** START SUPPLIED RECORDS **

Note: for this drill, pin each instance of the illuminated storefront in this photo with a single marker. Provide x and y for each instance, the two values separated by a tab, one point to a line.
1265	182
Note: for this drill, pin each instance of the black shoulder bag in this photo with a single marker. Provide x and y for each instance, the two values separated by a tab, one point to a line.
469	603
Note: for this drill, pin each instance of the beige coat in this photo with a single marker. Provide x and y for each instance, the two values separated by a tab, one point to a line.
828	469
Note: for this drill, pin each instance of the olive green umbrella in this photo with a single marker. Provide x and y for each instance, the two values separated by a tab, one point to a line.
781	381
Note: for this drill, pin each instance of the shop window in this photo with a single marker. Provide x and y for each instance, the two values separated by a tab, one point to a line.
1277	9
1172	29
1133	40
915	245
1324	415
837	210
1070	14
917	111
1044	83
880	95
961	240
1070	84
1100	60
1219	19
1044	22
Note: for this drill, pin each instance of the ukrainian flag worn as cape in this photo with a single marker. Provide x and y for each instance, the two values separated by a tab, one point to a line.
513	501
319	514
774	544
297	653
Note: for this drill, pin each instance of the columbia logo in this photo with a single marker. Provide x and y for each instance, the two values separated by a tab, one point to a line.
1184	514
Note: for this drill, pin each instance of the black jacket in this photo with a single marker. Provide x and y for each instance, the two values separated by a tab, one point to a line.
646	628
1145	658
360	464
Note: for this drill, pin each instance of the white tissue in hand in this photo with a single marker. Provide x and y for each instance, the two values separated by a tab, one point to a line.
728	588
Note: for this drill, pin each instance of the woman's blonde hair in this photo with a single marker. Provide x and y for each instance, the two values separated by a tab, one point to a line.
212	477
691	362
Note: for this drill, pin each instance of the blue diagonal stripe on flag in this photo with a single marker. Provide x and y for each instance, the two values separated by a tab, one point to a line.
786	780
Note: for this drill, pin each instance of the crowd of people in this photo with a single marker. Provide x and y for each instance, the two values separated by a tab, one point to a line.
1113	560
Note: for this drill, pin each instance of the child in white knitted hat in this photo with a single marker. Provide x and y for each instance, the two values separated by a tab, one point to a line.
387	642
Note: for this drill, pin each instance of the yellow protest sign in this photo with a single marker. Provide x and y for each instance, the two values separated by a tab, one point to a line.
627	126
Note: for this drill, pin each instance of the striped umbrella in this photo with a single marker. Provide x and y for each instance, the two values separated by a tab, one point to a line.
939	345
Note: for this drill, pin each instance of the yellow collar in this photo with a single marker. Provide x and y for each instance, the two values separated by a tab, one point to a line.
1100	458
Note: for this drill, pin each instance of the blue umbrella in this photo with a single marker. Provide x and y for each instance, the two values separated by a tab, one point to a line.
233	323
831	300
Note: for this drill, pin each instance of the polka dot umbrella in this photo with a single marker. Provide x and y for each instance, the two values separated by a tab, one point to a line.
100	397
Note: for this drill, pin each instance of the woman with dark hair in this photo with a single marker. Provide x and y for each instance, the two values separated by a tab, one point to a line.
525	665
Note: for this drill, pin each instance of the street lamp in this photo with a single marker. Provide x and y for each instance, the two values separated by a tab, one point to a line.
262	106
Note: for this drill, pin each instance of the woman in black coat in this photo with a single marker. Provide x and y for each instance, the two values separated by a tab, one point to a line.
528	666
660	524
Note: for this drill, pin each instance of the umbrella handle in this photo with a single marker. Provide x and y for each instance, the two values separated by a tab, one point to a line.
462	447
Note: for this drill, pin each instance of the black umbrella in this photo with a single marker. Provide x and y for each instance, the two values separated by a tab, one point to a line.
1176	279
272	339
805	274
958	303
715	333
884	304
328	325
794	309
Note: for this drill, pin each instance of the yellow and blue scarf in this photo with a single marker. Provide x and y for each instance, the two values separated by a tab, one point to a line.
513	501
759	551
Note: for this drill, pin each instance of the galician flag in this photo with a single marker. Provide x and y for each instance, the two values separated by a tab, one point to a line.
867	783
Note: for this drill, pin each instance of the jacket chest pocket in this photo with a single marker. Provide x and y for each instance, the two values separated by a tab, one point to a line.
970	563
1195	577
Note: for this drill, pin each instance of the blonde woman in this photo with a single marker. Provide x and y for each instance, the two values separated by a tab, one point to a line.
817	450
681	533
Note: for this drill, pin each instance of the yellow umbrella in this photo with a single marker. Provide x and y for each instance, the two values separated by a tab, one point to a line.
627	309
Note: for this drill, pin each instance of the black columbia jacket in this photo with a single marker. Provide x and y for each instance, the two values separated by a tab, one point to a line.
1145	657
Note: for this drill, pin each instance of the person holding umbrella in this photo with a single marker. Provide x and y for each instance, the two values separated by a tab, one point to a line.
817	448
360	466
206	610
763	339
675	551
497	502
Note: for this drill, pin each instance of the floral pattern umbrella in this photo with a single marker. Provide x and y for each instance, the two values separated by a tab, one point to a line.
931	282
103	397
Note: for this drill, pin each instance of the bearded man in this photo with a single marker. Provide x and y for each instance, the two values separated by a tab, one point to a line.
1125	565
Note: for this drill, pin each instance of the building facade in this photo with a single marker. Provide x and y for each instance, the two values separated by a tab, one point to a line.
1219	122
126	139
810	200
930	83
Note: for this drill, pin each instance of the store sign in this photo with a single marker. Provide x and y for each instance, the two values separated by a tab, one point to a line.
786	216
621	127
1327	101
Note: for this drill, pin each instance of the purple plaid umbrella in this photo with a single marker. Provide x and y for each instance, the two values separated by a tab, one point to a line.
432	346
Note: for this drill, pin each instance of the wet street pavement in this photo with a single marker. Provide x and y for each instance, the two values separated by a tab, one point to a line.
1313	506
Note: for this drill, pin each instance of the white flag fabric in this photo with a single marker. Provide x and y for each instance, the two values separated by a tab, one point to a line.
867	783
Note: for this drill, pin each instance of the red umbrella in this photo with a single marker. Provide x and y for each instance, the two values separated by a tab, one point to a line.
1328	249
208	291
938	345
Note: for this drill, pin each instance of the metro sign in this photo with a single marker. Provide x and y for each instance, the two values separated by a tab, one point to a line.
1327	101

** END SUPPLIED RECORDS **

JOB:
Copy every record exactly as presented.

WORKED SOLUTION:
Note: for this drill, pin each instance of the illuminated storefront in this photo with a single marker. Provide x and y for each instance, the two values separated by a tab, one point to a line.
1265	182
Note: for this drill, pin each instance of the black shoulder bag in this photo with a single marker. Provide x and y for each instance, the two values separated by a tab, one point to a line.
469	603
Note: for this drill, pin each instance of the beige coat in this photo with a single marker. Provide x and y for each instance, the two values separated by a tab, one point to a line.
828	469
Note: for this drill, pin each instance of the olive green umbrella in this photo with a single marker. Provide x and y for each instance, the two values separated by a tab, one point to a line.
781	381
Note: for this drill, pin each instance of the shop window in this photo with a single marker. Provide x and y for each instance, the two values separated by a tab, one point to a line.
1277	9
1172	29
1133	40
915	245
1324	415
837	210
1070	14
917	111
1044	83
880	95
961	240
1070	84
1100	60
1219	19
1044	22
Note: for this drill, pin each instance of the ukrainian flag worn as cape in this photo with a single marker. Provide x and y for each instance, the two values separated by a tab, one point to a line.
513	501
319	514
774	544
297	653
Note: for this drill, pin each instance of the columbia logo in this photo with a single marker. Provide x and y for each instance, the two values separated by a tab, one point to a line.
1184	514
Note: for this drill, pin each instance of the black jacket in this photo with a single marker. Provide x and y for each instance, the two values separated by a tab, one point to a line.
646	628
1145	658
360	464
Note: for this drill, pin each instance of the white tissue in hand in this photo with a single marker. Provide x and y for each instance, the two values separated by a tab, one point to a line.
728	588
Note: for this drill, pin each instance of the woman's blonde hair in this photo with a single marker. Provide x and y for each instance, the two values separated by a tab, one point to a line.
212	477
691	362
Note: for this drill, pin each instance of the blue diagonal stripe on flag in this photo with a single marker. Provide x and y for each instance, the two values separated by a tab, one point to a line.
786	780
Note: for this drill, pin each instance of the crowd of people in this photo with a single marker. Provide x and y for each instance, the two values separated by a tab, one point to a line.
1113	560
Note: for this drill, pin each instance of the child in white knitted hat in this photo with a single marker. Provide x and y for each instance, the two values separated by a tab, one point to a line.
387	642
Note: for this drill, pin each instance of the yellow protest sign in this photo with a single marker. Provide x and y for each instance, the two values separated by a tab, one point to a line.
627	126
Note: for this drill, pin each instance of the striped umbrella in this photo with a single marker. Provide x and y for each instance, the two values separated by a tab, one point to a line.
939	345
Note: for this drill, pin each instance of the yellow collar in this photo with a single marker. Provide x and y for each instance, the two values separated by a tab, one point to a line.
1100	458
Note: for this drill, pin each instance of the blue umbrella in this photo with a single marker. Provide x and y for each instance, the two values separated by a tab, one point to a line.
233	323
831	300
Note: for this drill, pin each instance of the polka dot umbrella in this photo with a single marker. Provide x and y for each instance, the two values separated by a tab, one point to a line.
100	397
Note: for this drill, pin each instance of the woman with dark hair in this photo with a single marker. Provide x and y for each instance, the two values separated by a tab, one point to a line.
525	665
Note: for this drill, pin each instance of the street lamp in this photo with a single marker. Provide x and y for each instance, the two values separated by a tab, one point to a line.
262	106
Note: for this drill, pin each instance of the woman in black coat in this photo with a single marker. Provide x and y for each instance, the two values separated by a tab, one point to a line.
528	666
660	524
Note: for this drill, pin each instance of the umbrella handle in this photo with a single marker. Provide x and y for each instance, the two values separated by a tab, one point to a line.
462	447
Note: for this drill, pin each instance of the black umbrella in this photo with a single marker. Provide x and y for each instance, the two values separated by a tab, one point to a line.
1176	279
272	339
805	274
958	303
715	333
884	304
328	325
794	309
Note: for this drill, pin each instance of the yellow and blue scarf in this photo with a single marker. Provide x and y for each instance, the two values separated by a tab, one point to a line.
513	501
759	551
Note: for this drill, pin each instance of the galician flag in this photo with a single marker. Provide x and y for each instance, the two values separated by a tab, one point to a line.
867	783
Note: for this drill, pin each instance of the jacket chest pocket in this photo with a single marker. Provide x and y for each instance, the two values separated by a tab, one point to a line.
970	563
1195	577
Note: for this drill, pin each instance of the blonde woman in this photo with a single marker. Provide x and y for each instance, the two values separated by a tab, one point to a line.
817	450
681	533
Note: for this drill, pin each instance of the yellow umbrella in this photo with a single marker. Provide x and y for each instance, the two values separated by a tab, one point to a line.
627	309
Note: for this drill, pin each instance of the black columbia jacket in this photo with a single marker. Provide x and y for each instance, the two values separated by a tab, one point to a line.
1145	657
Note: for this drill, pin each instance of the person holding umbrella in this photo with a single marker. Provide x and y for each instance, the two values separated by a tab, one point to a line.
817	448
360	466
206	610
763	339
675	551
497	502
Note: for this drill, pin each instance of the floral pattern umbrella in this photo with a single marker. Provide x and y for each instance, the two values separated by a tab, one point to a line.
931	282
103	397
Note: for this drill, pin each instance of the bearded man in this photo with a single marker. Provide x and y for each instance, the two values separated by a tab, one point to a line.
1125	565
Note: for this drill, pin each instance of the building facade in this photo with a single marker. Provide x and y for each instance, the two values separated by a tab, one point to a line.
1219	122
126	139
810	200
930	83
Note: for this drill, pin each instance of the store sign in this photo with a single marker. Provide x and y for each instance, the two values separated by a tab, one point to a line.
786	216
621	127
1327	101
Note: for this drill, pin each instance of the purple plaid umbrella in this photo with a single marker. Provide x and y for each instance, the two values separated by a tab, one point to a line.
432	346
Note: for this drill, pin each instance of the wet street pavement in this photo with a single marker. Provide x and y for each instance, the two values separated by a tab, one point to a line.
1313	506
Note: for this drill, pin each instance of the white flag fabric in this photo with a single marker. Provide x and y for each instance, the two values separated by a tab, one point to a line.
867	783
Note: for this drill, pin each instance of the red umbrella in this photo with a single marker. Provide x and y for each instance, the two values separated by a tab, one point to a line.
1328	249
208	291
938	345
Note: for this drill, pin each instance of the metro sign in this photo with a single marker. Provide x and y for each instance, the two values separated by a tab, one point to a line.
1327	101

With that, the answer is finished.